▸ Direction 1
In the text on running shell functions as Lambda, explain why shell scripts were worth running there and what made doing so a challenge.
▸ Direction 2
Rewrite the paragraph of the shell-functions-as-Lambda text that begins "Shell scripts are perfect for automation" as a short bulleted list.
# START OF Text extract
Shell Functions as Lambda

The Complete Journey to Sub-25ms Cold Starts

What started as a simple question

Can we run shell scripts as Lambda functions?

became a deep dive into Lambda performance optimization. Through months of benchmarking and iteration, we discovered an architecture that delivers sub-25ms cold starts while maintaining the simplicity that makes shell scripting powerful.

This is the complete story of that journey.

The Problem: Shell Scripts Meet Serverless

Shell scripts are perfect for automation, data processing, and system integration. They’re readable, maintainable, and leverage decades of Unix tooling. But AWS Lambda doesn’t natively support shell scripts.

The challenge: How do you run shell functions in Lambda without sacrificing performance?

The Initial Solution: Custom Runtime

Our first approach was building a custom Lambda runtime specifically for shell functions. This involved:

Creating a container image with our custom runtime
Publishing it to AWS Lambda’s runtime ecosystem
Packaging shell functions with the runtime

The custom runtime worked well, delivering ~30ms cold starts. But it raised a question: “Do we really need a custom runtime, or can we achieve the same results with AWS’s provided runtimes?”

This question sparked the optimization journey that follows.

Chapter 1: Pure Bash (The Naive Approach)

Our first attempt used pure Bash for everything, including Lambda Runtime API communication:

#!/bin/bash
while true; do
  # Get next invocation
  response=$(curl -s "$AWS_LAMBDA_RUNTIME_API/2018-06-01/runtime/invocation/next")
  request_id=$(echo "$response" | grep -i lambda-runtime-aws-request-id | cut -d: -f2)
  
  # Process event
  result=$(process_event "$response")
  
  # Send response
  curl -X POST "$AWS_LAMBDA_RUNTIME_API/2018-06-01/runtime/invocation/$request_id/response" \
    -d "$result"
# END OF Text extract
# START OF Records supplied
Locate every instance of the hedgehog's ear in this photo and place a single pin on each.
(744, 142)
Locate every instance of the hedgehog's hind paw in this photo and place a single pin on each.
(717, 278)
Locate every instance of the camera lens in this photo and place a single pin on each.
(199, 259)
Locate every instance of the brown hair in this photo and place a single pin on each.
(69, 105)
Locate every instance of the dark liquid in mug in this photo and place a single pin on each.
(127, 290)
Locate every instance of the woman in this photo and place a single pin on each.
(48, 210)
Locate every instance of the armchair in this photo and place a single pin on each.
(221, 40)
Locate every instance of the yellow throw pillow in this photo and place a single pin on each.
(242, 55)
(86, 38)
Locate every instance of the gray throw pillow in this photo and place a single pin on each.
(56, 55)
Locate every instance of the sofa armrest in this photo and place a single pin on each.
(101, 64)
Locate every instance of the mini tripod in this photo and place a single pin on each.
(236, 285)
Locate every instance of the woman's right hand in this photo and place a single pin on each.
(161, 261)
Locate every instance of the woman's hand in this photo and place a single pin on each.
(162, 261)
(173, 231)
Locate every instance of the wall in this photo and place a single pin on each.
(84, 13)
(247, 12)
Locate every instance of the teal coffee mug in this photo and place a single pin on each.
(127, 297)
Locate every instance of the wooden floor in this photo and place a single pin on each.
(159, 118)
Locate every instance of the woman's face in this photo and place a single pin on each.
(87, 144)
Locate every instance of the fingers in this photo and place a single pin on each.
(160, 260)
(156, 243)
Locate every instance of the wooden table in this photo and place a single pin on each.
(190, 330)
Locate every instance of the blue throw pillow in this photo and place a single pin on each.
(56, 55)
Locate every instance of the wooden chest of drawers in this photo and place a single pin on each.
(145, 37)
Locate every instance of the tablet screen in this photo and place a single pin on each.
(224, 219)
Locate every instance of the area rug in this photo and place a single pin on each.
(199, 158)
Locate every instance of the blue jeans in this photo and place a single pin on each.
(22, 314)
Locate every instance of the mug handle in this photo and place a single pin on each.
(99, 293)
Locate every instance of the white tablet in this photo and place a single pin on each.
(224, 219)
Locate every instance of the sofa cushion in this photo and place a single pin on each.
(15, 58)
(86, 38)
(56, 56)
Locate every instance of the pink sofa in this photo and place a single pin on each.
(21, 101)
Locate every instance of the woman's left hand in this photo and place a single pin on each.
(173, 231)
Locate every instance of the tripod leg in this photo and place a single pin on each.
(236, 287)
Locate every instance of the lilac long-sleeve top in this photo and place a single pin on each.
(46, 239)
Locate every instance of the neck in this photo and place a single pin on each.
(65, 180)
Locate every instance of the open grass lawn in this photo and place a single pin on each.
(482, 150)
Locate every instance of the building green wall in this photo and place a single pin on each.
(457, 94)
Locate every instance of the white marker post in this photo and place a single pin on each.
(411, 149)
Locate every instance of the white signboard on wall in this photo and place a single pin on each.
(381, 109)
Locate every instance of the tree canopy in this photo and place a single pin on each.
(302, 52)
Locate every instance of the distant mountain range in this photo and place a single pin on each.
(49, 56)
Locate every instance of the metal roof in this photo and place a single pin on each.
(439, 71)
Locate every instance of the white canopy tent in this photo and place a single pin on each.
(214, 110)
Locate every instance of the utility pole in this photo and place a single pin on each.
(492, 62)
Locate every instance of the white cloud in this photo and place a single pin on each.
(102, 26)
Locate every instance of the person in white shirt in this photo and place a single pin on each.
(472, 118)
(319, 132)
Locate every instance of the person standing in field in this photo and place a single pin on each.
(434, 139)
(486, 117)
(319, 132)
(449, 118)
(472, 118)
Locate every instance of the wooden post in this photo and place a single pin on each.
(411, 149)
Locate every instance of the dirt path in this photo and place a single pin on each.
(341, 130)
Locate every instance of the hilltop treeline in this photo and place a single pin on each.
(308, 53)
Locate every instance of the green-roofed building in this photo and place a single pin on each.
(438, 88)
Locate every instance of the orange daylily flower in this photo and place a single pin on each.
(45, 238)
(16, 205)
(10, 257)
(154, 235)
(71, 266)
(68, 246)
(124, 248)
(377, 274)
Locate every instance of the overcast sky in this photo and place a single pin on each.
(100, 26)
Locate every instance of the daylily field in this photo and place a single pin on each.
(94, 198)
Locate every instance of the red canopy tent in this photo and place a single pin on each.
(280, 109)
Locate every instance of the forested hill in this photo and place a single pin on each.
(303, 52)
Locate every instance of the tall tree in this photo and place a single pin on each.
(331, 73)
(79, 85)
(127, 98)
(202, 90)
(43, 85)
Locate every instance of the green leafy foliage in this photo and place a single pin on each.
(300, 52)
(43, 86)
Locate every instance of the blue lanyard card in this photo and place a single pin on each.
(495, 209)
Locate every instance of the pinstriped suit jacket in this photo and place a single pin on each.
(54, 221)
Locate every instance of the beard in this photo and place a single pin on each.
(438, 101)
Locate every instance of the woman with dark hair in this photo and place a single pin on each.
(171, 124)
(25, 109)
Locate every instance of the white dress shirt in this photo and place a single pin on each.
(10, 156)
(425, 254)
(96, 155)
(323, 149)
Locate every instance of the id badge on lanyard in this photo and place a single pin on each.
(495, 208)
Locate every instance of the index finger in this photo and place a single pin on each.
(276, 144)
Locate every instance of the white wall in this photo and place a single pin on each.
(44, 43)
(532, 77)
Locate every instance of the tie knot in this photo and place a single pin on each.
# END OF Records supplied
▸ Exercise solution 1
Shell scripts suit automation, data processing and system integration. They are readable and maintainable, and they draw on decades of Unix tooling. The challenge was that AWS Lambda does not natively support shell scripts, so the task was to run them there without sacrificing performance.

▸ Exercise solution 2
- Shell scripts suit automation, data processing and system integration.
- They are readable and maintainable.
- They build on decades of Unix tooling.
- AWS Lambda does not natively support them.